Available data:
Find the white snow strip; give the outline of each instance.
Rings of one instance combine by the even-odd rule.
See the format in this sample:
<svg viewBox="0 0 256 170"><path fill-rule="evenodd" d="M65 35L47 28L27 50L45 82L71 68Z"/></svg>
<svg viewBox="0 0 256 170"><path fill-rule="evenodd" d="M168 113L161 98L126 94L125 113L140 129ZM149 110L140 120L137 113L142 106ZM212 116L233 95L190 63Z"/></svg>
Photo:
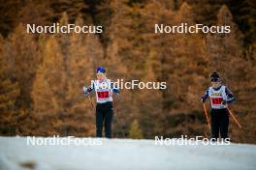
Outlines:
<svg viewBox="0 0 256 170"><path fill-rule="evenodd" d="M256 146L233 143L160 146L154 140L132 139L102 139L102 145L97 146L28 146L26 137L0 137L0 169L29 167L37 170L254 170Z"/></svg>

Aim: Rewrite the lines from the first one to the line with "35L47 28L27 50L45", replacing "strip" with "band" and leaving everything else unchanged.

Answer for this exercise:
Find the white snow band; give the outline of each instance.
Rings of one instance combine by the even-odd rule.
See the format in this sample:
<svg viewBox="0 0 256 170"><path fill-rule="evenodd" d="M65 35L47 28L27 50L45 82L71 68Z"/></svg>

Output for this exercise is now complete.